#### What is expected
Transcribe every record in full, keeping it exactly the same.

· · · · ·

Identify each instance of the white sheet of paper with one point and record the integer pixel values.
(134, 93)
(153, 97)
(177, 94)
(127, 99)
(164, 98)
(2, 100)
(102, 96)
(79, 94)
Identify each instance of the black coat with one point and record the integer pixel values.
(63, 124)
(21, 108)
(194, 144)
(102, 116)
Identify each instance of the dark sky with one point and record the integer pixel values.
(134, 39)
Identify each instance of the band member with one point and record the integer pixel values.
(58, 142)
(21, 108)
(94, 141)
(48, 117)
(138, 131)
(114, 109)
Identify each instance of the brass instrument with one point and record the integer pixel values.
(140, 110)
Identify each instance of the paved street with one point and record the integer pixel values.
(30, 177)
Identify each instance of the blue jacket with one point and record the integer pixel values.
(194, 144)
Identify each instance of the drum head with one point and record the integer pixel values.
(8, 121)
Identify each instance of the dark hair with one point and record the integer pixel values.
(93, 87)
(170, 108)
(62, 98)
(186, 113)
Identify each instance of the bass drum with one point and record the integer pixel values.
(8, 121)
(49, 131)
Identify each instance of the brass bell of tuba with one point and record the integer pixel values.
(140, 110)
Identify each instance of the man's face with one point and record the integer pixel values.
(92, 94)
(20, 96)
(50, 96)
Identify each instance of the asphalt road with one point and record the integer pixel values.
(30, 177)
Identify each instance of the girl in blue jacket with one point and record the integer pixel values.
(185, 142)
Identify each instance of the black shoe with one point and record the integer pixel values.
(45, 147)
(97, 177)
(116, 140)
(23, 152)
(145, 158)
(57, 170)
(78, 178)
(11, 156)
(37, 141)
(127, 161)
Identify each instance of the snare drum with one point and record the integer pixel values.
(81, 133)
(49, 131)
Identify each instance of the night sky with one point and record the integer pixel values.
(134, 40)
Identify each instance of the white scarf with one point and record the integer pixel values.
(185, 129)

· · · · ·

#### Solution for this task
Identify each instance of the white sheet of paper with one point and record the integer pixel values.
(134, 93)
(153, 97)
(177, 94)
(127, 99)
(164, 98)
(2, 100)
(102, 96)
(79, 94)
Identify each instance of the black coat with one point and record the integer pixel values.
(63, 124)
(21, 108)
(194, 144)
(102, 116)
Identify each instance of the dark sky with one point and record the integer pixel values.
(134, 39)
Identify each instance of the band member with one point and record the integer pixel values.
(58, 142)
(21, 108)
(94, 141)
(48, 117)
(138, 131)
(114, 109)
Identify each instance of the brass instrument with one point and record the integer pixel values.
(140, 110)
Identify each instance of the paved street with one point and record the integer pixel values.
(30, 177)
Identify each instance of the blue jacket with one point and record the integer pixel values.
(194, 144)
Identify each instance of the drum head with one point and record the integer pixel values.
(8, 121)
Identify each instance of the dark hair with one point and record the integer pixel values.
(93, 87)
(170, 108)
(62, 98)
(186, 113)
Identify each instance of the bass drum with one point and record the integer pixel values.
(8, 121)
(49, 131)
Identify each instance of the brass bell of tuba with one point and record the integer pixel values.
(140, 110)
Identify each instance of the man's face with one point and record the integer pixel values.
(92, 94)
(20, 96)
(50, 96)
Identify each instance of the asphalt road with one point and record the integer pixel values.
(30, 177)
Identify each instance of the girl in blue jacket with one point and record the integer pixel values.
(185, 142)
Identify each instance of the black shoe with one point and record the integer pixel values.
(45, 147)
(97, 177)
(116, 140)
(23, 152)
(145, 158)
(57, 170)
(78, 178)
(11, 156)
(37, 141)
(127, 161)
Identify each instance of the snare drum with one point and record the integer pixel values.
(81, 133)
(49, 131)
Identify each instance of the night sky with one point and record the integer pixel values.
(134, 40)
Identify each instance of the white scarf with one point and record the integer pixel values.
(185, 129)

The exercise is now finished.